## [SELECTED EXCERPT]
_ _ _ _
Bioinformatic tools for enzyme discovery and biodiversity assessment.
Biosynthetic gene clusters and potential single gene-encoded enzymes have been identified in metagenomes and genomes and proposed for functional analysis. Families of genomic and environmental “unknowns” from ~140 million genes have been predicted. 476 enzyme targets were identified using genome mining approach. A multi-layered computational approach was developed, which puts in context the functions of unknown genes opening the door for new biodiscovery. INMARE has established first tools to predict promiscuity and for engineering enzymes with multiple active sites.

Small-scale process development and assessment.
Small-scale reactors were designed, built and used to assess biocatalyst performance with selected enzymes. The subset of selected 15 INMARE Enzymes were produced with high yields (up to 30% total protein). We designed and tested at least 5 different immobilisation techniques to prepare 6 improved biocatalysts identified as having the best catalytic performance. Bioprocesses selected for scale-up have been evaluated regarding product yields and conditions using number of target molecules and conversions of industrial interest. production at 50L scale was achieved for several strains for the production of pharmaceutical compounds.

Scale-up and applications.
Identified enzymes with extended substrate promiscuity, two hydrolases and four transferases, have been produced in 20 and 30 L batch fermentations and tested for special features, applications and critical parameters. The full design of industrial scale processes (upstream and downstream, evaluation of utilities and costs estimation), nanoparticles-immobilisation based enzyme preparation assessments and large-scale heterologous expression of a transferase (process development and validation), have been concluded.
Milligrams of a bacterial physiologically active pigment, > 100 mg of the new patented anti-tumour polyketide and about 400 g of another anti-cancer polyketide were obtained from 50-500 L fermentations.

Dissemination and impact
INMARE consortium has established and carried out:
• the INMARE website available at http://www.inmare-h2020.eu
• two publications on the project in a popular (non-scientific) magazine and a blog
• 105 peer-reviewed papers and book chapters;
• 104 contributions to the conferences and symposia;
• CLIB2021 Forum event on 27 April 2016, Düsseldorf: “Innovative Biocatalysis: New Enzymes, Processes and Products Enabled by (marine) Biotechnology);
• INMARE Symposium on Metagenomics and Bioprospecting”, April 5, 2017, Hamburg
• INMARE Symposium “The Access, Use and Circulation of Biogenetic Resources: The Nagoya Protocol and Implementing Measures”. September 11-12, 2018 London School of Economics, London.
_ _ _ _
## [DATA SHOWN]
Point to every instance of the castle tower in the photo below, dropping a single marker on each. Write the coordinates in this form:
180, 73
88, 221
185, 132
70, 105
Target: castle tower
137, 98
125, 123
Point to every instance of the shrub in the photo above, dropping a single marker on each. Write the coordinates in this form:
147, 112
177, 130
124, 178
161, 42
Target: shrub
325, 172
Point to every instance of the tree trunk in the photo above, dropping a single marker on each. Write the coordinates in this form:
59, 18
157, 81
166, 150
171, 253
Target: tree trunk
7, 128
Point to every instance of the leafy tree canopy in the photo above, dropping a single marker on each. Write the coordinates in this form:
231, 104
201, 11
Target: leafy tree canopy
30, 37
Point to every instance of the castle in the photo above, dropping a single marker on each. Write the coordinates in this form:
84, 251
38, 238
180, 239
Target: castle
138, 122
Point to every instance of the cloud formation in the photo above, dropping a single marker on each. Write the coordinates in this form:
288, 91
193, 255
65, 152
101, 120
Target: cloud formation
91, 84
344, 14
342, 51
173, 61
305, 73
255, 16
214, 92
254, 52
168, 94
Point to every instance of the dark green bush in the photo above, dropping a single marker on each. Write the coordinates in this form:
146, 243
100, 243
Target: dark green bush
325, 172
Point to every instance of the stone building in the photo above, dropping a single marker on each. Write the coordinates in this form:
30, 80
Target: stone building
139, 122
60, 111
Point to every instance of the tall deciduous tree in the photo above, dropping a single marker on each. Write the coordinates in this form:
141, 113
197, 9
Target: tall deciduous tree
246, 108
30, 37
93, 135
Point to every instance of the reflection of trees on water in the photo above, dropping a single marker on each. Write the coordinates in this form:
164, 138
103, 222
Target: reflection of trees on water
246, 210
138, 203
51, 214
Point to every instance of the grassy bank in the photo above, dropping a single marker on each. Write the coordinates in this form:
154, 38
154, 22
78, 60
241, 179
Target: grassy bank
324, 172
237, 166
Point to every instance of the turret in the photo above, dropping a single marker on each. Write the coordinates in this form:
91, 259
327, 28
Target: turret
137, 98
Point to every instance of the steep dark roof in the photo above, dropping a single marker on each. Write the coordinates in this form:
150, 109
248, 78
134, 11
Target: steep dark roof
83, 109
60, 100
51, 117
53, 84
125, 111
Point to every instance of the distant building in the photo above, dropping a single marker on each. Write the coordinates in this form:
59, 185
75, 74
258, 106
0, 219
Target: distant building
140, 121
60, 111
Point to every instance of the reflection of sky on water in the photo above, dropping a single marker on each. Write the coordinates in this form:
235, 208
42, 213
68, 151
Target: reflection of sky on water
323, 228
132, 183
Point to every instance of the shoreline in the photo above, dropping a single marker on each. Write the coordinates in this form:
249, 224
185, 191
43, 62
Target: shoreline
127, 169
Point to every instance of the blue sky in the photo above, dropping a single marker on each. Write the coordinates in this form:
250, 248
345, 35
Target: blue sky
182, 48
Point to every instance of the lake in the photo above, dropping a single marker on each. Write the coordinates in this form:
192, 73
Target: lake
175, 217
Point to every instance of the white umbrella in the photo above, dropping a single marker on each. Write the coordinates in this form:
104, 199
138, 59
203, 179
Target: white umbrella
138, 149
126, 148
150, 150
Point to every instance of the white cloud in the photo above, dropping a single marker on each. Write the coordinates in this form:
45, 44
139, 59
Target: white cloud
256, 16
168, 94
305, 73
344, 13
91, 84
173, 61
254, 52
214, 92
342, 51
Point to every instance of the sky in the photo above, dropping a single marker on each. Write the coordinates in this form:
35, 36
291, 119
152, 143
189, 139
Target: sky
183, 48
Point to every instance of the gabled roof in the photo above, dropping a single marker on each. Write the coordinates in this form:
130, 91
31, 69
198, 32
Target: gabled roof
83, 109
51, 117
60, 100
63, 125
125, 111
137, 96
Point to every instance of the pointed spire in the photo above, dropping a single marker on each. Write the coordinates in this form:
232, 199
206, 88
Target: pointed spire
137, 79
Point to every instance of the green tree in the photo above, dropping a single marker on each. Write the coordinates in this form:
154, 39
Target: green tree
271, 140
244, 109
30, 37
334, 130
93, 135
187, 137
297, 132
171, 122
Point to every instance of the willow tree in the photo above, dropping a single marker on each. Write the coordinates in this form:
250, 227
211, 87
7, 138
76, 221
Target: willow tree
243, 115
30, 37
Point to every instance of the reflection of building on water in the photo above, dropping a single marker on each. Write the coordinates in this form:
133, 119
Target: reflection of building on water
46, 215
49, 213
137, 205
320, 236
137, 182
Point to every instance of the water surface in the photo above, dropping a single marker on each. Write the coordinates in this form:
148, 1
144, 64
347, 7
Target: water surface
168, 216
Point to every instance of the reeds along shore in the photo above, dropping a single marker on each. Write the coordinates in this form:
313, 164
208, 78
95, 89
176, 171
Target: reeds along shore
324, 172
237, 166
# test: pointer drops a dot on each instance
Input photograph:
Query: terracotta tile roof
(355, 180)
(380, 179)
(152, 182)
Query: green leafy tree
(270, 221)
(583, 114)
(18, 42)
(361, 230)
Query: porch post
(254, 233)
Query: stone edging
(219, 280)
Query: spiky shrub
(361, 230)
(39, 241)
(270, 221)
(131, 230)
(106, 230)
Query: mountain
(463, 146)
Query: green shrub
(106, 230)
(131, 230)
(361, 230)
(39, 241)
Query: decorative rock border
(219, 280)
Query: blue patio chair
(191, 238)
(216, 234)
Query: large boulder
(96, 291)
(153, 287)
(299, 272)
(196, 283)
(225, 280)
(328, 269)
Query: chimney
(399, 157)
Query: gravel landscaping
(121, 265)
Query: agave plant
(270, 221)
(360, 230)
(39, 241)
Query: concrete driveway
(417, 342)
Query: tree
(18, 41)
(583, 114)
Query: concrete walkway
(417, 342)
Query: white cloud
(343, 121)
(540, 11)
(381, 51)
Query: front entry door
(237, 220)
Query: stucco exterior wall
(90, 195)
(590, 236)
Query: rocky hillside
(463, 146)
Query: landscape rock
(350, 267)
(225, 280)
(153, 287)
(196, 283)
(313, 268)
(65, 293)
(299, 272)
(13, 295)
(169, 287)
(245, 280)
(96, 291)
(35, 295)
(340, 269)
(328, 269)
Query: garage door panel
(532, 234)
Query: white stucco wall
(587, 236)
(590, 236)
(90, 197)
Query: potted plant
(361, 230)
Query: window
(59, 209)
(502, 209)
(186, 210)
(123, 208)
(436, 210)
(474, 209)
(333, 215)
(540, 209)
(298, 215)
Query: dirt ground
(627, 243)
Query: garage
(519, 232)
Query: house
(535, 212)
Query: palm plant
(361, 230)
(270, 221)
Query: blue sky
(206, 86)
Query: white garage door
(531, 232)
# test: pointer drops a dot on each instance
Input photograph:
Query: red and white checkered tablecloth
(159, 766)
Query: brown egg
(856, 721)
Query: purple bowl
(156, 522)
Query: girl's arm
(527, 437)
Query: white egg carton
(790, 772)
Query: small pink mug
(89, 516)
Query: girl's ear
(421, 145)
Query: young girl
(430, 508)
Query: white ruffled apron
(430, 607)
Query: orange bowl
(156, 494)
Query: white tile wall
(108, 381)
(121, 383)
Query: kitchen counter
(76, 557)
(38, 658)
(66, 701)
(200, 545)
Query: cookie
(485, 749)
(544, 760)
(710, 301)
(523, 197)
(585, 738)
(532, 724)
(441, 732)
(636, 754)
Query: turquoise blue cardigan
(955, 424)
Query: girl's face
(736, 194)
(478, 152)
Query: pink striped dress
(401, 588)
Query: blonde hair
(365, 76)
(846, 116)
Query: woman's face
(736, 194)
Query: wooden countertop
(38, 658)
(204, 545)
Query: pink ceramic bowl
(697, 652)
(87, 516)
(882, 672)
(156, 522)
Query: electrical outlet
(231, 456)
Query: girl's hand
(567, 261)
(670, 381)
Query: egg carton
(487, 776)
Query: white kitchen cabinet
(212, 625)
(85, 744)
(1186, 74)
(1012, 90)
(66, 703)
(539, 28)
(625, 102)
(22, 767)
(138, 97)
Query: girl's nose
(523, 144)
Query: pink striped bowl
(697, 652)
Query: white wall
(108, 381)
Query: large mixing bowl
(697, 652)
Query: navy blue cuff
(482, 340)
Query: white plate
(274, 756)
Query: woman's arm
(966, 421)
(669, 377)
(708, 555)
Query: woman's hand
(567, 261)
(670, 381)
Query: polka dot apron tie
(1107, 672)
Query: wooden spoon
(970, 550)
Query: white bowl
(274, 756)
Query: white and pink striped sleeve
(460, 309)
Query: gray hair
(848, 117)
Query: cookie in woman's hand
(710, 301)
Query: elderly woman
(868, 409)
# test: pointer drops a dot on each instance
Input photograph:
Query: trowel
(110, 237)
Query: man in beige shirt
_ _ _ _
## [ASSIGNMENT 1]
In the INMARE project text, how many enzyme targets were identified with the genome mining approach?
## [ASSIGNMENT 2]
Can you summarize the INMARE project text in two sentences?

## [PROBLEM SOLUTION 1]
476 enzyme targets.

## [PROBLEM SOLUTION 2]
INMARE used bioinformatic tools to identify enzyme targets and predict families of unknown genes, tested selected enzymes and improved biocatalysts in small-scale reactors, and then produced enzymes and compounds, including anti-tumor and anti-cancer polyketides, in larger fermentations. The consortium shared its work through a website, 105 peer-reviewed papers and book chapters, 104 conference contributions, and several forum and symposium events.